• **EXERCISE DETAILS**: Render every line of the items below as a numbered list. Skip blank lines and leave the pictures out.

• **DATASET RECORDS**:

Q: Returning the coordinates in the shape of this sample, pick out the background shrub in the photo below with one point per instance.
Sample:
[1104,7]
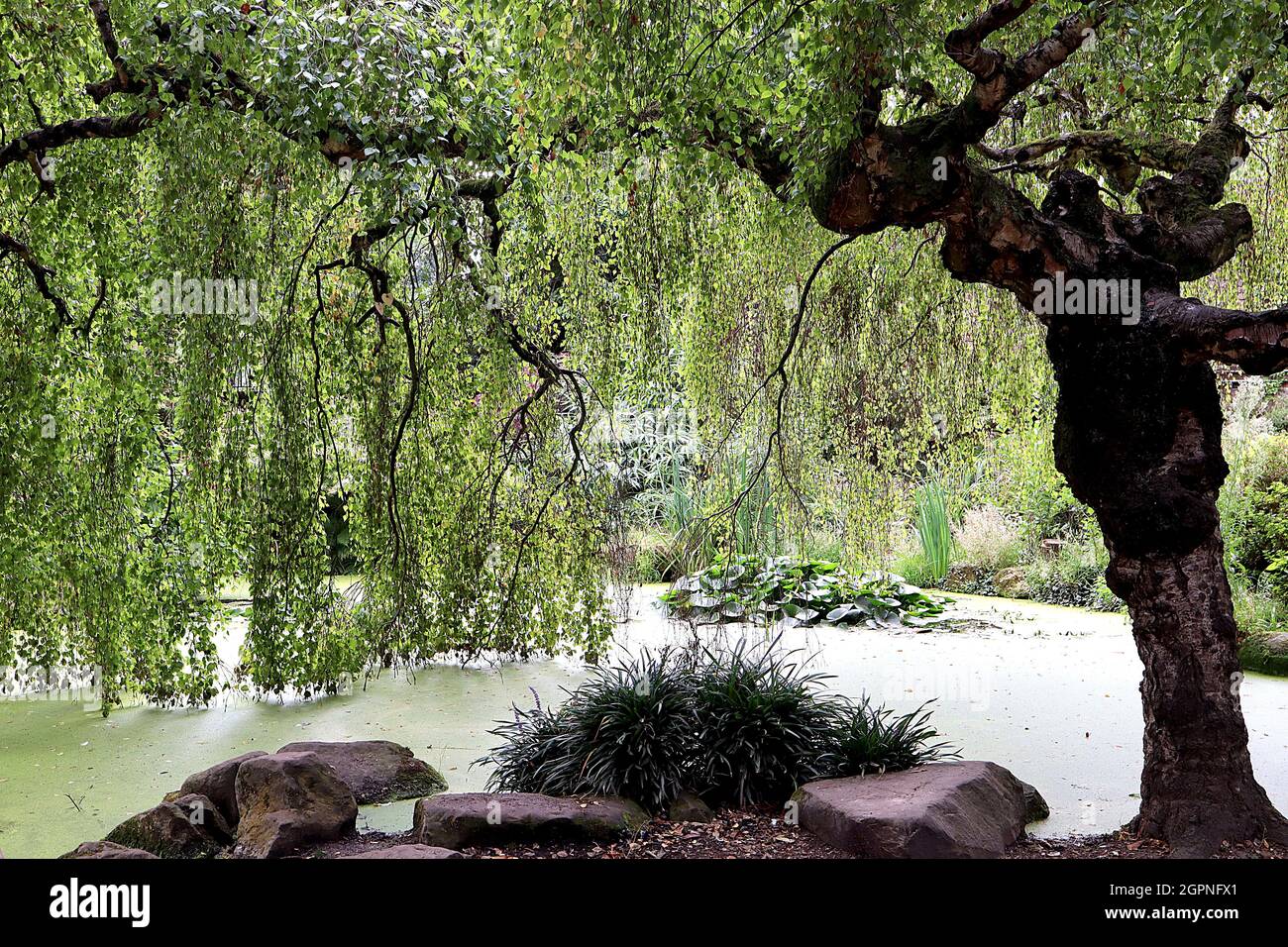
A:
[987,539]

• **WRITTEN ANSWER**:
1. Q: Returning the coordinates in the shape of this sample, pick out the background shrub in the photo below with one point per instance.
2. Sample:
3. [1104,7]
4. A:
5. [987,539]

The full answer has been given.